▶ EXCERPT TO READ:

.....

On Mon, Jun 08, 2026 at 09:20:42PM -0700, Daniel Mentz wrote:
> On Sun, Jun 7, 2026 at 11:19 PM Pranjal Shrivastava <praan@google.com> wrote:
> > > >
> > > >  static void queue_poll_init(struct arm_smmu_device *smmu,
> > > > @@ -718,8 +719,25 @@ int arm_smmu_cmdq_issue_cmdlist(struct arm_smmu_device *smmu,
> > > >         do {
> > > >                 u64 old;
> > > >
> > > > +               /*
> > > > +                * If the SMMU is suspended/suspending, any new CMDs are elided.
> > > > +                * This loop is the Point of Commitment. If we haven't cmpxchg'd
> > > > +                * our new indices yet, we can safely bail. Once the indices are
> > > > +                * committed, we MUST write valid commands to those slots to
> > > > +                * avoid indefinite polling in the drain function.
> > > > +                */
> > > > +               if (Q_STOP(llq.prod)) {
> > > > +                       local_irq_restore(flags);
> > > > +                       return 0;
> > >
> > > On second thought, I no longer believe that this is safe. I understand
> > > that READ_ONCE(cmdq->q.llq.val) implies no ordering guarantees with
> > > respect to any writes to translation tables. In the non-stopped case,
> > > we can rely on the call to dma_wmb() further down in this function.
> > > However, for the stopped case, I can't identify any barriers that
> > > would ensure that the STOP flag is checked only after the writes are
> > > visible to SMMU. Here is an example: Let's assume the following
> > > program order:
> > >
> > >  * Write to invalidate PTE
> > >  * Read from cmdq->q.llq.val, determine STOP flag is set, elide TLBI
> > >
> > > What prevents the CPU from reordering these operations as follows?
> > >
> > >  * Read from cmdq->q.llq.val, determine STOP flag is set, elide TLBI
> > >  * Write to invalidate PTE
> 
> Now, I believe that the smp_mb() call in arm_smmu_domain_inv_range()
> actually prevents this (if we remove arm_smmu_cmdq_can_elide or move
> it to after the smp_mb() call)
> 
> > >
> > > Can the following situation occur?
> >
> > Not really because:
> >
> > >
> > >  * Read from cmdq->q.llq.val, determine STOP flag is set, elide TLBI
> > >  * (Different CPU resumes SMMU)
> >
> > We do a full smp_mb() here to ensure all writes are seen before SMMUEN=1
> > (note that the STOP_FLAG is already unset at that point, so we stop
> > eliding commands much before the SMMU is physically able to access any
> > config/xlation structures, I've explained everything below).
> >
> > >  * SMMU loads old PTE value into TLB
> > >  * Write to invalidate PTE
> > >  * (stale PTE remains in TLB)

.....

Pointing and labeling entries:
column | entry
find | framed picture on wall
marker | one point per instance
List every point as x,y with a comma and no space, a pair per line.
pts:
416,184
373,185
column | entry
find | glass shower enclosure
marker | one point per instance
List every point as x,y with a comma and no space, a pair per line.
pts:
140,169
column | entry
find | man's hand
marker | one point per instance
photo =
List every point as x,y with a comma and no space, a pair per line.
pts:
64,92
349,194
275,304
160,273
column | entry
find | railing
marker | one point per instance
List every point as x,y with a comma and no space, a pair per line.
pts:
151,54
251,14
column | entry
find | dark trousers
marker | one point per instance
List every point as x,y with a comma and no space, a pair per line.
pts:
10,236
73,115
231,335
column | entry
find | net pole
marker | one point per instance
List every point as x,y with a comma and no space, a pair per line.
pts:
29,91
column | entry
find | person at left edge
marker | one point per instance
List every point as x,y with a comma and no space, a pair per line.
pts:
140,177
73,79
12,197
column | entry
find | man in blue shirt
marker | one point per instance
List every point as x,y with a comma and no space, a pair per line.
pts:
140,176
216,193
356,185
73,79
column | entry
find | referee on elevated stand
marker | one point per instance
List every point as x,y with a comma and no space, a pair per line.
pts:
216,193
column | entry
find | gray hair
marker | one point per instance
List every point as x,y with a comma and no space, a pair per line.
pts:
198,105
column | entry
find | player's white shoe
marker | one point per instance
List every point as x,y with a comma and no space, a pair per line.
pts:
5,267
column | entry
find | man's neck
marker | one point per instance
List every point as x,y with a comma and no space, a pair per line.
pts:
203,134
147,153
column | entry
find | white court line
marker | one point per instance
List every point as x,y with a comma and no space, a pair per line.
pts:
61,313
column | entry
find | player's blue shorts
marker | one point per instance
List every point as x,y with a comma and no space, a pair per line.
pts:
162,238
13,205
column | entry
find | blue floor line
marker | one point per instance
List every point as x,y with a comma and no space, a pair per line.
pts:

.....

▶ SET TASK 1: The mailing-list excerpt asks "Can the following situation occur?" and then gives a sequence of bulleted steps, with reply text between some of them. List every step in that sequence, in order.
▶ SET TASK 2:
Answer each question from the mailing-list excerpt.
(a) What email address is given for Pranjal Shrivastava?
(b) What does the code comment call the loop?
(c) In the non-stopped case, which call does the writer say can be relied on?
▶ SET TASK 3: Quote the mailing-list excerpt starting with "On Mon, Jun" and going on through "CMDs are elided.".

▶ FULL SOLUTION 1:
1. Read from cmdq->q.llq.val, determine STOP flag is set, elide TLBI
2. (Different CPU resumes SMMU)
3. SMMU loads old PTE value into TLB
4. Write to invalidate PTE
5. (stale PTE remains in TLB)

▶ FULL SOLUTION 2:
(a) praan@google.com
(b) The Point of Commitment
(c) dma_wmb()

▶ FULL SOLUTION 3:
On Mon, Jun 08, 2026 at 09:20:42PM -0700, Daniel Mentz wrote:
> On Sun, Jun 7, 2026 at 11:19 PM Pranjal Shrivastava <praan@google.com> wrote:
> > > >
> > > >  static void queue_poll_init(struct arm_smmu_device *smmu,
> > > > @@ -718,8 +719,25 @@ int arm_smmu_cmdq_issue_cmdlist(struct arm_smmu_device *smmu,
> > > >         do {
> > > >                 u64 old;
> > > >
> > > > +               /*
> > > > +                * If the SMMU is suspended/suspending, any new CMDs are elided.